### HOW TO COMPLETE THIS TASK
Repeat the data as given. Images do not go in the copy.

### SOURCE MATERIAL
-- Opening Marker --

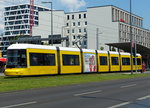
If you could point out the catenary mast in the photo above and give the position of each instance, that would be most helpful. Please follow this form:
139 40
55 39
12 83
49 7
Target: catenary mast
31 15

-- Closing Marker --

### RESULT BELOW
If you could point out the catenary mast in the photo above and give the position of each instance, that would be most helpful. Please follow this form:
139 40
55 39
12 83
49 7
Target: catenary mast
31 15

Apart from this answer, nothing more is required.